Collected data

....................

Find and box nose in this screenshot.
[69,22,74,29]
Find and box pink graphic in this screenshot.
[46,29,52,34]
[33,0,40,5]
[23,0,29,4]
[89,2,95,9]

....................

Directions:
Reproduce the lines above, substituting "image" for every occurrence of "screenshot" and leaving all else unchanged.

Expected answer:
Find and box nose in this image.
[69,22,74,29]
Find and box pink graphic in this image.
[46,29,52,34]
[33,0,40,5]
[23,0,29,4]
[89,2,95,9]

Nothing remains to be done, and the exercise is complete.